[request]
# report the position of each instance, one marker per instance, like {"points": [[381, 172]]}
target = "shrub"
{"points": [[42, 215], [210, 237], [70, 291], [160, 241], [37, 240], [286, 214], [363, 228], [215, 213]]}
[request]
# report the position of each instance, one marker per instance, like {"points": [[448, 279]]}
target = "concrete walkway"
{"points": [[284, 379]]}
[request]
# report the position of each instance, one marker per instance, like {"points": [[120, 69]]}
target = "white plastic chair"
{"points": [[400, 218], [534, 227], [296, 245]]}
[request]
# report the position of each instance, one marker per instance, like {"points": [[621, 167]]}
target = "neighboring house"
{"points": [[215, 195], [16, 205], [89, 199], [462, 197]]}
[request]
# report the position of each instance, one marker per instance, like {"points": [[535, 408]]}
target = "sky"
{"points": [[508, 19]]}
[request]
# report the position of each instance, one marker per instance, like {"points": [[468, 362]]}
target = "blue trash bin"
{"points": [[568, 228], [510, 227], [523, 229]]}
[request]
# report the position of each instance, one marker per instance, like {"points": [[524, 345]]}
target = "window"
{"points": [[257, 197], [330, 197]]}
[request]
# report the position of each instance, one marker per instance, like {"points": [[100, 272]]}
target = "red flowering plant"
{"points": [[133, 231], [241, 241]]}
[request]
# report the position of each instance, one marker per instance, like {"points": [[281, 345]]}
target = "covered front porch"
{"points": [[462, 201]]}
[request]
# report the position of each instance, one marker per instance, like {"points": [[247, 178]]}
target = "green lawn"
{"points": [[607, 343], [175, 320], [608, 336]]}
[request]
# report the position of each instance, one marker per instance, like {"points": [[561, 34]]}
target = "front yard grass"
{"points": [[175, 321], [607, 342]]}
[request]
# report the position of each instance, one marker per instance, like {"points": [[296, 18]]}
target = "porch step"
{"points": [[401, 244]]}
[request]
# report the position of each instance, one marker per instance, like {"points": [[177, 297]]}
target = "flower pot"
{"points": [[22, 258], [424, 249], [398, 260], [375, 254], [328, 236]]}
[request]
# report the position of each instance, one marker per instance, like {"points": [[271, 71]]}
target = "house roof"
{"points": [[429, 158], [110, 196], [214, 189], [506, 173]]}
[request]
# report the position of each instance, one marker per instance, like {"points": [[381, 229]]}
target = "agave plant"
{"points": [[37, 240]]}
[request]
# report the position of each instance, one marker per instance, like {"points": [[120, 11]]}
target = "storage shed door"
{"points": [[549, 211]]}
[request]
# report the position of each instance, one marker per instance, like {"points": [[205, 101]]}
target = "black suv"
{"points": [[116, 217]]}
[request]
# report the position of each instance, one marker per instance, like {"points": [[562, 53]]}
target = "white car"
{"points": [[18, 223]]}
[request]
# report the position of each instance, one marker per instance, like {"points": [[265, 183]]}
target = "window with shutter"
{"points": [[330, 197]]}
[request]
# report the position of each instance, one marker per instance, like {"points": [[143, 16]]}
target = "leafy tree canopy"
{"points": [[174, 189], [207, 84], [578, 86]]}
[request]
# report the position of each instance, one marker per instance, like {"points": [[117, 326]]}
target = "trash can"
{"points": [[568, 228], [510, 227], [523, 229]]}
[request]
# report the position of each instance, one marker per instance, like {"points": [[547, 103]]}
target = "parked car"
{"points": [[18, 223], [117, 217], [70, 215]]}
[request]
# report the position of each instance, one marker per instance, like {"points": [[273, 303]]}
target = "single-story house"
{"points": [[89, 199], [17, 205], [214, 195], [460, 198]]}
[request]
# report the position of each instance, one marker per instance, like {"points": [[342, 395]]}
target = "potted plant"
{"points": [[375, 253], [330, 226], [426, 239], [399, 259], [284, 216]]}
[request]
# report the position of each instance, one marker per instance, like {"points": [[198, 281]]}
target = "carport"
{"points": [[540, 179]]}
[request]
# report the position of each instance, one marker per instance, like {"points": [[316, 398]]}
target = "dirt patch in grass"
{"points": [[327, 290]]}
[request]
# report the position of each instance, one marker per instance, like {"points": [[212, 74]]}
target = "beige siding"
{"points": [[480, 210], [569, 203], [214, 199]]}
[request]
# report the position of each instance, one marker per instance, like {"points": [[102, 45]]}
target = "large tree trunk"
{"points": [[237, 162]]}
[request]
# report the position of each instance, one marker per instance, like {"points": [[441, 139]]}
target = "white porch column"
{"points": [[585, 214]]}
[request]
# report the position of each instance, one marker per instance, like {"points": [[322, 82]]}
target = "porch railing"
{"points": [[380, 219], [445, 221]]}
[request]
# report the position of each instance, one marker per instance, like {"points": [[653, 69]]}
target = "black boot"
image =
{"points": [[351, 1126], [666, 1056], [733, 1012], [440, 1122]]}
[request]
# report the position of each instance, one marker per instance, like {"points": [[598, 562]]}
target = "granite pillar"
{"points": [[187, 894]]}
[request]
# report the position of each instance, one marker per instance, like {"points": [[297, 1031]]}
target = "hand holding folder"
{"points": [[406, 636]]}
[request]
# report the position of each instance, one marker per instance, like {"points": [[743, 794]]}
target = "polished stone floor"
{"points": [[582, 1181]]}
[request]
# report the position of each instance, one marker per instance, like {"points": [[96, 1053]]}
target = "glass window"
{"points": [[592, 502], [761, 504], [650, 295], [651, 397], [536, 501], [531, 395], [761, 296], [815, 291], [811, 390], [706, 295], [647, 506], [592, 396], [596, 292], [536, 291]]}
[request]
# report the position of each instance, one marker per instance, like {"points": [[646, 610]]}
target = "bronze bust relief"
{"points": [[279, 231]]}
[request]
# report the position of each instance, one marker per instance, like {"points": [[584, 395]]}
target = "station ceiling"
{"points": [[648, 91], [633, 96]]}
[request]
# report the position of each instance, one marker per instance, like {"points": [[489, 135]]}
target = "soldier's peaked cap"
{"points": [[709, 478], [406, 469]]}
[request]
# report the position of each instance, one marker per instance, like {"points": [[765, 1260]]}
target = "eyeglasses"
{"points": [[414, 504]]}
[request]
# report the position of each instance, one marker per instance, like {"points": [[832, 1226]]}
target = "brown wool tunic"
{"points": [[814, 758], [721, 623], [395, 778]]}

Required task:
Count the lines in the rows above that contain the string "grass". Reply with the number alone.

Solution for this problem:
2